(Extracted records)
__________

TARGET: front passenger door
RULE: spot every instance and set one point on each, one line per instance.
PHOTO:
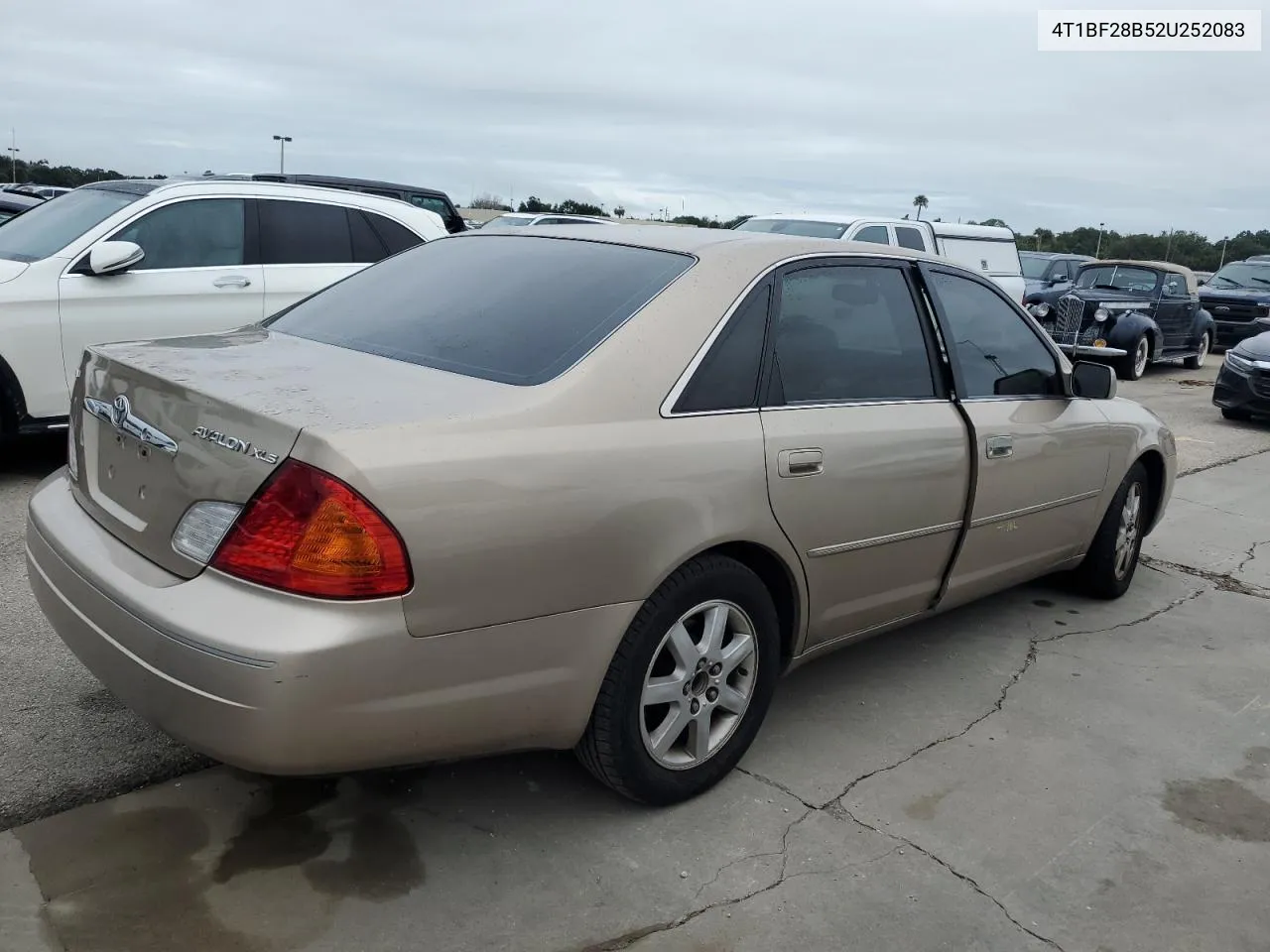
(867, 460)
(191, 281)
(1042, 457)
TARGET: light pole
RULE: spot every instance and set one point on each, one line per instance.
(13, 155)
(282, 153)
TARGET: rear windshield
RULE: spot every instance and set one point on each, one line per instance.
(794, 226)
(515, 308)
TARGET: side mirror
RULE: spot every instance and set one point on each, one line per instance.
(114, 257)
(1095, 381)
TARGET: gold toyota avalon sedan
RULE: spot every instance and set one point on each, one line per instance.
(570, 489)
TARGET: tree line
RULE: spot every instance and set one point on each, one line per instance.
(1188, 248)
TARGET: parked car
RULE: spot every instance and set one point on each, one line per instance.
(118, 261)
(983, 248)
(1047, 271)
(1237, 296)
(1130, 312)
(521, 218)
(590, 492)
(427, 198)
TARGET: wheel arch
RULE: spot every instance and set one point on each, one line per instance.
(13, 402)
(780, 580)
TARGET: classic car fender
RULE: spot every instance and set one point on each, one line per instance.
(1128, 325)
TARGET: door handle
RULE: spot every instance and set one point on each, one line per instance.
(1000, 447)
(799, 462)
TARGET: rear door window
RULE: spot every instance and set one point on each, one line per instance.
(875, 234)
(513, 308)
(304, 232)
(910, 238)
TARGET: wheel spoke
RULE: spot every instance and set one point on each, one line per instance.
(663, 690)
(681, 648)
(698, 735)
(731, 699)
(670, 729)
(716, 626)
(738, 652)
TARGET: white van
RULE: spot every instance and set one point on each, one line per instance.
(984, 248)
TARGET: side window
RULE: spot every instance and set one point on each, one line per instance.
(431, 204)
(873, 232)
(849, 333)
(398, 238)
(200, 232)
(910, 238)
(998, 353)
(304, 232)
(728, 376)
(367, 245)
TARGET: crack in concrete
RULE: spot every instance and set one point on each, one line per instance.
(1223, 583)
(969, 880)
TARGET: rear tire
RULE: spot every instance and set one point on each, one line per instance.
(1206, 344)
(1134, 363)
(1111, 561)
(689, 685)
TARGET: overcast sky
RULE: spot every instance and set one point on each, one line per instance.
(712, 107)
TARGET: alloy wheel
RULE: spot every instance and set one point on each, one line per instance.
(698, 684)
(1129, 530)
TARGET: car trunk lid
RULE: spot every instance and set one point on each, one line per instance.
(159, 425)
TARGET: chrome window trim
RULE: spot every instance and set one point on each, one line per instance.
(681, 384)
(838, 548)
(1033, 509)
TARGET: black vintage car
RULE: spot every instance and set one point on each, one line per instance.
(1243, 382)
(1129, 312)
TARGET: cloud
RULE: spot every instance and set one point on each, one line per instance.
(714, 107)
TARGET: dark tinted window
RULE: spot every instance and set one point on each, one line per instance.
(849, 333)
(367, 245)
(200, 232)
(304, 232)
(397, 238)
(910, 238)
(874, 232)
(512, 308)
(997, 350)
(728, 376)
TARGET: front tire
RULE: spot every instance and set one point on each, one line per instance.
(1111, 561)
(689, 685)
(1206, 344)
(1134, 365)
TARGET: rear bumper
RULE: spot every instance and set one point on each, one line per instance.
(1242, 391)
(294, 685)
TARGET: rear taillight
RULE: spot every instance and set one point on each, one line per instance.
(309, 534)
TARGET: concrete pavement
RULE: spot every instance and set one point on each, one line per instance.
(1033, 772)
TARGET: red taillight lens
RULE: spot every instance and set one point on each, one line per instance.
(308, 532)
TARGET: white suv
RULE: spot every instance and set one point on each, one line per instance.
(132, 261)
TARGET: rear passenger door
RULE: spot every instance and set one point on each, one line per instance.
(867, 458)
(1040, 456)
(308, 245)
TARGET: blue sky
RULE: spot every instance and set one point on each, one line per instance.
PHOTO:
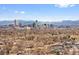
(41, 12)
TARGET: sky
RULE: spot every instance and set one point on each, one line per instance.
(40, 12)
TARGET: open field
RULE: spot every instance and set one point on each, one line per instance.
(60, 41)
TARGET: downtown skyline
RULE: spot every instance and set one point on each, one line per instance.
(40, 12)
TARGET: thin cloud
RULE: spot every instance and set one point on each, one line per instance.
(64, 5)
(19, 12)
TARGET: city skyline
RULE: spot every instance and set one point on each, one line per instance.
(40, 12)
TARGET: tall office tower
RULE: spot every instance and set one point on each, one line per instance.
(15, 23)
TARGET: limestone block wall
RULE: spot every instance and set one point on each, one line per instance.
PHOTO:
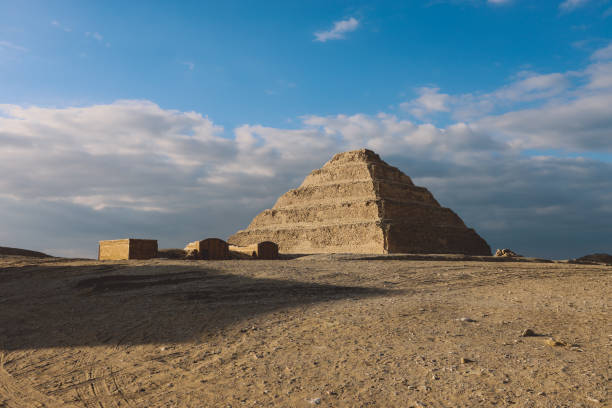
(210, 248)
(130, 248)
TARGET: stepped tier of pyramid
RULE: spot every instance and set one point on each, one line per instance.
(357, 203)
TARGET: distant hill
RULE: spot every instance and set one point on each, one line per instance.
(22, 252)
(594, 259)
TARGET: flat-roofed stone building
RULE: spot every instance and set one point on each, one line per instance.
(129, 248)
(357, 203)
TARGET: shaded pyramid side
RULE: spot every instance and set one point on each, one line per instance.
(358, 203)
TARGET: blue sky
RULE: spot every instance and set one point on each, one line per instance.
(212, 98)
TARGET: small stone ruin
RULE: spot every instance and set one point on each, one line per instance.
(129, 248)
(210, 248)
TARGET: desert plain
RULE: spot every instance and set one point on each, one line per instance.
(328, 330)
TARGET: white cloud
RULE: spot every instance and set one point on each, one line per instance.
(338, 31)
(10, 45)
(604, 53)
(131, 168)
(569, 5)
(429, 101)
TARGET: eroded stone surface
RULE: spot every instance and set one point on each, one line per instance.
(357, 203)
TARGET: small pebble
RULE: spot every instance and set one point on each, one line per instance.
(528, 333)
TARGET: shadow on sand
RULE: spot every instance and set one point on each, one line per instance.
(59, 306)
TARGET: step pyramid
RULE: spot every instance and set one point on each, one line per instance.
(357, 203)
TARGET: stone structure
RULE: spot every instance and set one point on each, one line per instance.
(507, 253)
(118, 249)
(210, 248)
(357, 203)
(262, 250)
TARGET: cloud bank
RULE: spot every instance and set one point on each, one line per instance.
(338, 31)
(527, 165)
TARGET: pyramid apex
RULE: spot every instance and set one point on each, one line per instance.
(363, 155)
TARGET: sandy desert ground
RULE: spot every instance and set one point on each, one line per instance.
(305, 332)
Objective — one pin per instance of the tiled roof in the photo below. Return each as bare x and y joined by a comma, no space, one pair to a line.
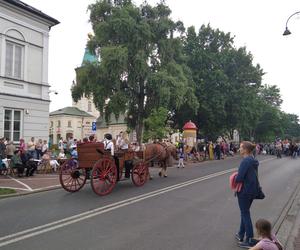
73,111
32,10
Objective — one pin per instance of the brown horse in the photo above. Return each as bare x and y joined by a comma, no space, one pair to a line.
161,153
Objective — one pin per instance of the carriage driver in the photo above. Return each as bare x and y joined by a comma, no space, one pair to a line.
108,144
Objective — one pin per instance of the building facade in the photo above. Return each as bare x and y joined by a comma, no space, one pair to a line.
69,122
24,87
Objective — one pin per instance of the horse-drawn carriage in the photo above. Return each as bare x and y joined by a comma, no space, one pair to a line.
103,169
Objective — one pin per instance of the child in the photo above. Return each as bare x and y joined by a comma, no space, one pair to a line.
181,158
268,240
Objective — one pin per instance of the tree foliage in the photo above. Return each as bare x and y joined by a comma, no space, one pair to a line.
142,65
152,70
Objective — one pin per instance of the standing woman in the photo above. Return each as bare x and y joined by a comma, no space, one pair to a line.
247,176
211,151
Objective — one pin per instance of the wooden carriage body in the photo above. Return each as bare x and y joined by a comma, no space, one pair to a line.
102,168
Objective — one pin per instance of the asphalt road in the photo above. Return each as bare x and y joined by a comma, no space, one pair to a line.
191,209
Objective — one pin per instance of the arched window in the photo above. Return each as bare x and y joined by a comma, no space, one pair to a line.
14,54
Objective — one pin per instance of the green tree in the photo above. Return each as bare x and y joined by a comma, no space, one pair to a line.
142,65
226,82
271,95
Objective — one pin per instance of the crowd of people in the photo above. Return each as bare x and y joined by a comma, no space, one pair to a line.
27,157
279,148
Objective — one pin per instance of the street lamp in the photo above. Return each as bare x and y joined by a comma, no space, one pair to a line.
53,91
287,32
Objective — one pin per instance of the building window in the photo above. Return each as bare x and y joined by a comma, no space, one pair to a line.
14,60
12,124
89,106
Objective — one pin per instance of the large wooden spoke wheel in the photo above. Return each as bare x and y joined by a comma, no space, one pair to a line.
104,176
140,174
71,177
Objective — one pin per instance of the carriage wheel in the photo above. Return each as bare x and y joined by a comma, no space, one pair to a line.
71,177
104,176
139,174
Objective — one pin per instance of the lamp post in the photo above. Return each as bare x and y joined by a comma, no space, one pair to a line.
287,32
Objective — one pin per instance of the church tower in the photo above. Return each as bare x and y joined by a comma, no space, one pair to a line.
87,104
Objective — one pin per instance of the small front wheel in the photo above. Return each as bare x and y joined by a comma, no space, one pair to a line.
104,176
140,174
71,177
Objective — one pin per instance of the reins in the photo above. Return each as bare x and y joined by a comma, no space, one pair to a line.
156,156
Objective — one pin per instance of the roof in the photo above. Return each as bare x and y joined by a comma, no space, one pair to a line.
89,57
73,111
32,10
190,125
101,123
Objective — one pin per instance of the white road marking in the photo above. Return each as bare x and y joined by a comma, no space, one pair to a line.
38,189
23,184
23,189
29,233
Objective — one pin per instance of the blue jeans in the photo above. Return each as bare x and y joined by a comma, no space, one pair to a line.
246,223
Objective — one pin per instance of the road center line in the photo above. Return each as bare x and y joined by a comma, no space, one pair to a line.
20,182
12,238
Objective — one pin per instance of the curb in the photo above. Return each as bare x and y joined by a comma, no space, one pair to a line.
30,192
288,223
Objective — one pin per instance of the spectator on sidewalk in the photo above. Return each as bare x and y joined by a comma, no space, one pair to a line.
268,241
16,162
247,176
44,147
181,158
10,149
38,148
31,147
22,146
2,148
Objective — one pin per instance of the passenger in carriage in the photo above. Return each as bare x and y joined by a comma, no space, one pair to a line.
124,142
108,144
74,153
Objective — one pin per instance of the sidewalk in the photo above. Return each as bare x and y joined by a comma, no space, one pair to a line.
27,185
287,226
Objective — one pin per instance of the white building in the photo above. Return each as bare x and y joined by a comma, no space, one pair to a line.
24,87
70,122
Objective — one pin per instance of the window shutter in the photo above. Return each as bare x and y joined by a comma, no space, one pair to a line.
9,59
18,62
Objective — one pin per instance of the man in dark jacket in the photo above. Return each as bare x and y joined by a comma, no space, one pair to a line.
247,176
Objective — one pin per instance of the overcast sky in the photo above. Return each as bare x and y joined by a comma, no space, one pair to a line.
256,24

__________

> [Your goal]
Retype exactly the lines from the one containing "Objective — one pin per instance of the passenger" through the last line of the records above, including both.

> [Solution]
Objective — one pin per instance of the passenger in carriage in the photo above. Return each as bare x and y joined by a comma, no space, one pair to a line.
124,142
108,144
74,153
Objective — one pin per instance of the sidewalk in the photo above. Return each as bare x and y joined by a comma, no space, one pair to a line.
27,185
287,226
Objective — one pin per instance of the white building in the photo above. Return each as bare x and y joined by a comma, no space, one pair to a line.
24,87
70,122
Objective — one pin per instance of the window shutter in the photo above. Return each as bare x and y joined by a comma, no space, one pair to a line.
9,59
18,62
Objective — one pin per instance of the man in dark jacket in the photo above. Return each as bare x and y joined by a comma, no space, one pair to a line.
247,176
Objective — one pin per instance of the overcast sky in the photo above. Return each as bare x and y joined by a comma, no space, one pair to a line.
256,24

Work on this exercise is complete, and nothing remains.